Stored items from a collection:
◆ ◆ ◆

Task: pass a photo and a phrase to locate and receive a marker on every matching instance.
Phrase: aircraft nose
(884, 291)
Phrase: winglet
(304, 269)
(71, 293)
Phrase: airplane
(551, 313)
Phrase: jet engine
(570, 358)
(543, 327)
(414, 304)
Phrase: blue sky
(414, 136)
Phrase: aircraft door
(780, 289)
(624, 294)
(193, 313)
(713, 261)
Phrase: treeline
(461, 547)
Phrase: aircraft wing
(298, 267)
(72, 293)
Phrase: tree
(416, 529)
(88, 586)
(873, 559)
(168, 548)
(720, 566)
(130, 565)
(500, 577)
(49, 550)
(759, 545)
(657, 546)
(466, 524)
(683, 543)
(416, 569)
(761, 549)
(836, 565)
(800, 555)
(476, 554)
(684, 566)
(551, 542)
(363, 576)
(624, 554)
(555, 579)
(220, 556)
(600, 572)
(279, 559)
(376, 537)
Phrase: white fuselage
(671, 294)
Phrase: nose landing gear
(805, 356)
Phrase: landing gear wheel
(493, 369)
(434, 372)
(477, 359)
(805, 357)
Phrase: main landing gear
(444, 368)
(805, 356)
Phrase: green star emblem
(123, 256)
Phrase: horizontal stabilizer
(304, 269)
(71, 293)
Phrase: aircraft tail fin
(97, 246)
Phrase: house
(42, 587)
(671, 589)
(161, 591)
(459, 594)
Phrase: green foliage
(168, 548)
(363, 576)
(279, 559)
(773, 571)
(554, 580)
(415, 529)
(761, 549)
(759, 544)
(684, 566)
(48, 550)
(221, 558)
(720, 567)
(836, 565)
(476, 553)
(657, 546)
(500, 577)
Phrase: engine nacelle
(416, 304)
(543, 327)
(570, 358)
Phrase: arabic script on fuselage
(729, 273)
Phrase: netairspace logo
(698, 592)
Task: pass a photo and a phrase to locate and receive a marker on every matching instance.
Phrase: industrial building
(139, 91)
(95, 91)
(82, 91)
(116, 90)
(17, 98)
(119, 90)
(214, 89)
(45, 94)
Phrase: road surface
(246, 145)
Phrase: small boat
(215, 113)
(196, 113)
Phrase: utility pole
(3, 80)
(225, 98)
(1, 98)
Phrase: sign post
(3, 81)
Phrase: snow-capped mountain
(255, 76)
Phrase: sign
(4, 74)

◆ ◆ ◆

* [BRIEF]:
Could you transcribe each entry exactly as it stands?

* [SOLUTION FOR THIS EXERCISE]:
Task: pass a photo and a phrase to locate and receive a marker on every matching instance.
Phrase: aircraft nose
(884, 291)
Phrase: winglet
(304, 269)
(71, 293)
Phrase: airplane
(551, 313)
Phrase: jet engine
(570, 358)
(543, 327)
(414, 304)
Phrase: blue sky
(414, 136)
Phrase: aircraft door
(780, 289)
(624, 294)
(193, 313)
(713, 261)
Phrase: treeline
(461, 547)
Phrase: aircraft wing
(298, 267)
(72, 293)
Phrase: tree
(416, 529)
(88, 586)
(873, 559)
(168, 548)
(720, 566)
(130, 565)
(500, 577)
(49, 550)
(759, 545)
(657, 546)
(466, 524)
(683, 543)
(416, 569)
(761, 549)
(836, 565)
(800, 555)
(476, 554)
(684, 566)
(551, 542)
(363, 576)
(624, 554)
(555, 579)
(220, 556)
(600, 572)
(279, 559)
(376, 537)
Phrase: white fuselage
(671, 294)
Phrase: nose landing gear
(805, 356)
Phrase: landing gear wheel
(493, 369)
(434, 372)
(477, 359)
(805, 357)
Phrase: main landing gear
(444, 368)
(805, 356)
Phrase: green star emblem
(123, 256)
Phrase: horizontal stabilizer
(304, 269)
(71, 293)
Phrase: aircraft tail fin
(97, 246)
Phrase: house
(42, 587)
(671, 589)
(161, 591)
(459, 594)
Phrase: green foliage
(168, 548)
(363, 576)
(279, 559)
(773, 571)
(554, 580)
(415, 529)
(761, 549)
(759, 544)
(684, 566)
(48, 550)
(221, 558)
(720, 567)
(836, 565)
(476, 553)
(657, 546)
(500, 577)
Phrase: engine nacelle
(416, 304)
(543, 327)
(570, 358)
Phrase: arabic script on fuselage
(729, 273)
Phrase: netairspace logo
(698, 592)
Task: pass a photo and a phrase to locate and receive a marker on every matching instance.
Phrase: industrial building
(139, 91)
(95, 91)
(82, 91)
(116, 90)
(17, 98)
(119, 90)
(214, 89)
(45, 94)
Phrase: road surface
(246, 145)
Phrase: small boat
(215, 113)
(196, 113)
Phrase: utility pole
(3, 80)
(225, 98)
(1, 98)
Phrase: sign post
(3, 81)
Phrase: snow-capped mountain
(255, 76)
Phrase: sign
(4, 74)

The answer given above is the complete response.